### Excerpt to read
Here the Wey Navigation seems to swerve needlessly to the left, meeting the branch with which it makes a junction beside the railway line. This branch is the Basingstoke Canal, of late years fallen into disuse, and in parts almost dried up, or choked with weeds; but there have been rumours of its being restored to activity. The tow-path of the united canal gives hence a plain walk to Weybridge, safe from the "Gadarene grunt" of the motor-car. The old channel takes an extremely crooked course nearer the flank of St. George's Hill, which at its southern end one might mount to pass through the private grounds as the pleasantest path to Weybridge station, a mile beyond which the Wey makes its last twist into the Thames. Thus ends a river that has led us through the heart of Surrey, itself a goodly stream, and often decked out in such rich green attire as would beautify the most frumpish canal.

IV

UP THE MOLE

The second river of Surrey is the Mole, a more untamed stream than the Wey, not harnessed to any occupation unless angling and pleasure-boating by stretches, or here and there the turning of a mill. The name has been taken for a little joke of our ancestors, as denoting the way in which at one part of its course this river tries a trick of burrowing in hot seasons--

That, like a nousling Mole, doth make His way still underground, till Thames he overtake.

But it seems doubtful whether the name of this retiring animal be as old in English as that of Molesey, the Mole island, where the river enters the Thames at what is now rather a chain of shady islands, a noted port of pleasure-boats; and the name Tagg, that has taken such banyan-like root here, seems also to have a smack of Saxon origin. The Emlyn is the Mole's old _alias_, which has been connected with a Celtic word for "mill"; and when we compare the Latin _Mola_ and _Molina_ a more probable origin of the name may be suggested. But such a derivation also is scouted by one of the chief pundits of English etymology, who guesses rather that "Mole has been manufactured by backward inferences out of Molesey, and that this contains the genitive of a personal name"--perhaps some Tagg of primitive days.

### Images for object localization

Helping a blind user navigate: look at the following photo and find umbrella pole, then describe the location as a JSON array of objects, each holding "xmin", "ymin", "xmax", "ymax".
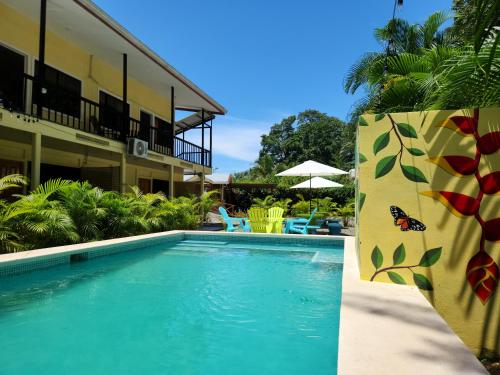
[{"xmin": 309, "ymin": 174, "xmax": 312, "ymax": 215}]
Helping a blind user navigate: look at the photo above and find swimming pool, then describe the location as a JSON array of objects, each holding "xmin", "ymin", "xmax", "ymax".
[{"xmin": 0, "ymin": 235, "xmax": 343, "ymax": 375}]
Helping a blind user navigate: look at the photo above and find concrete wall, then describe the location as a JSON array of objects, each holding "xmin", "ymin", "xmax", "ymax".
[{"xmin": 356, "ymin": 108, "xmax": 500, "ymax": 353}]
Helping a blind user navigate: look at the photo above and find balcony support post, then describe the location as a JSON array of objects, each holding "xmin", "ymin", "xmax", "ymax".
[
  {"xmin": 168, "ymin": 164, "xmax": 175, "ymax": 199},
  {"xmin": 208, "ymin": 120, "xmax": 213, "ymax": 168},
  {"xmin": 31, "ymin": 133, "xmax": 42, "ymax": 190},
  {"xmin": 121, "ymin": 53, "xmax": 130, "ymax": 141},
  {"xmin": 120, "ymin": 150, "xmax": 127, "ymax": 193},
  {"xmin": 201, "ymin": 108, "xmax": 205, "ymax": 167},
  {"xmin": 170, "ymin": 86, "xmax": 177, "ymax": 157},
  {"xmin": 36, "ymin": 0, "xmax": 47, "ymax": 117},
  {"xmin": 200, "ymin": 173, "xmax": 205, "ymax": 197}
]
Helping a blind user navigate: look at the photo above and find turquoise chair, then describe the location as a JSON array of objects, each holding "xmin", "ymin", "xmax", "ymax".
[
  {"xmin": 285, "ymin": 208, "xmax": 320, "ymax": 234},
  {"xmin": 219, "ymin": 207, "xmax": 250, "ymax": 232}
]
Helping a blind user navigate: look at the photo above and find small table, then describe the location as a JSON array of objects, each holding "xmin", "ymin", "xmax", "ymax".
[{"xmin": 314, "ymin": 228, "xmax": 330, "ymax": 236}]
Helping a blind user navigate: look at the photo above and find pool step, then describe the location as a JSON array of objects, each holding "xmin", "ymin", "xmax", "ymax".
[
  {"xmin": 311, "ymin": 251, "xmax": 342, "ymax": 263},
  {"xmin": 179, "ymin": 240, "xmax": 227, "ymax": 246}
]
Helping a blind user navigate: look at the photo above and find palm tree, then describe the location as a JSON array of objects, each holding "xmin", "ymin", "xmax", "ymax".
[
  {"xmin": 0, "ymin": 174, "xmax": 28, "ymax": 253},
  {"xmin": 60, "ymin": 182, "xmax": 106, "ymax": 242},
  {"xmin": 11, "ymin": 179, "xmax": 80, "ymax": 249},
  {"xmin": 344, "ymin": 12, "xmax": 454, "ymax": 94},
  {"xmin": 195, "ymin": 190, "xmax": 220, "ymax": 222}
]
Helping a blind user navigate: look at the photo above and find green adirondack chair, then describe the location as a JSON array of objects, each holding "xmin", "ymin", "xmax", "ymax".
[
  {"xmin": 285, "ymin": 208, "xmax": 320, "ymax": 234},
  {"xmin": 267, "ymin": 207, "xmax": 285, "ymax": 233},
  {"xmin": 248, "ymin": 207, "xmax": 273, "ymax": 233}
]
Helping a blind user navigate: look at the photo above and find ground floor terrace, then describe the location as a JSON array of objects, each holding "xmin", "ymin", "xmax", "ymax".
[{"xmin": 0, "ymin": 104, "xmax": 211, "ymax": 196}]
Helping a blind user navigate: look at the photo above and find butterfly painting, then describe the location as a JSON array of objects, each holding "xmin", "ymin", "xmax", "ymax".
[{"xmin": 391, "ymin": 206, "xmax": 426, "ymax": 232}]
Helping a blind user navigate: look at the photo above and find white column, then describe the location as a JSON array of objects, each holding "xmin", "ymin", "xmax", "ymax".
[
  {"xmin": 23, "ymin": 159, "xmax": 29, "ymax": 194},
  {"xmin": 200, "ymin": 172, "xmax": 205, "ymax": 196},
  {"xmin": 31, "ymin": 133, "xmax": 42, "ymax": 190},
  {"xmin": 120, "ymin": 151, "xmax": 127, "ymax": 193},
  {"xmin": 168, "ymin": 165, "xmax": 175, "ymax": 199}
]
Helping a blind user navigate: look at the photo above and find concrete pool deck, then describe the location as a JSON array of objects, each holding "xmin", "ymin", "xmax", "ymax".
[
  {"xmin": 0, "ymin": 231, "xmax": 488, "ymax": 375},
  {"xmin": 338, "ymin": 237, "xmax": 488, "ymax": 375}
]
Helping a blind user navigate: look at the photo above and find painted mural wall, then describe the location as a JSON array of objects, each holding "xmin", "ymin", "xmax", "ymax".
[{"xmin": 356, "ymin": 108, "xmax": 500, "ymax": 354}]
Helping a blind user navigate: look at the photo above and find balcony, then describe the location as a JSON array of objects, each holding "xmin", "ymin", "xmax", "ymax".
[{"xmin": 0, "ymin": 74, "xmax": 212, "ymax": 167}]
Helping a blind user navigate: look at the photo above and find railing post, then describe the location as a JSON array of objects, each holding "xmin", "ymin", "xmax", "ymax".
[
  {"xmin": 36, "ymin": 0, "xmax": 47, "ymax": 117},
  {"xmin": 209, "ymin": 120, "xmax": 213, "ymax": 168},
  {"xmin": 201, "ymin": 108, "xmax": 205, "ymax": 165},
  {"xmin": 121, "ymin": 53, "xmax": 130, "ymax": 142},
  {"xmin": 170, "ymin": 86, "xmax": 175, "ymax": 156}
]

### Things to do
(a) Answer these questions about the Surrey rivers excerpt:
(i) Which canal meets the Wey Navigation at the junction beside the railway line?
(ii) What is the Mole's old alias?
(iii) At which place does the Mole enter the Thames?
(b) From the Surrey rivers excerpt, return the passage starting with "The second river" and going on through "Thames he overtake.", copied exactly.

### Problem solutions
(a)
(i) The Basingstoke Canal.
(ii) The Emlyn.
(iii) At Molesey.

(b)
The second river of Surrey is the Mole, a more untamed stream than the Wey, not harnessed to any occupation unless angling and pleasure-boating by stretches, or here and there the turning of a mill. The name has been taken for a little joke of our ancestors, as denoting the way in which at one part of its course this river tries a trick of burrowing in hot seasons--

That, like a nousling Mole, doth make His way still underground, till Thames he overtake.